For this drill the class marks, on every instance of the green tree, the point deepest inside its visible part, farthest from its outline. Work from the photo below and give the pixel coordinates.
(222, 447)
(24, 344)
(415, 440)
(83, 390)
* * * * * * *
* _TASK ITEM_:
Return all of the data above, keeping every line exactly as it appears.

* _EXERCISE RESULT_:
For this drill the class marks, on every instance of the green tree, the point deepest inside its visible part, farthest from its outline. Work from the photo below and give the pixel coordinates.
(222, 447)
(24, 344)
(415, 440)
(83, 390)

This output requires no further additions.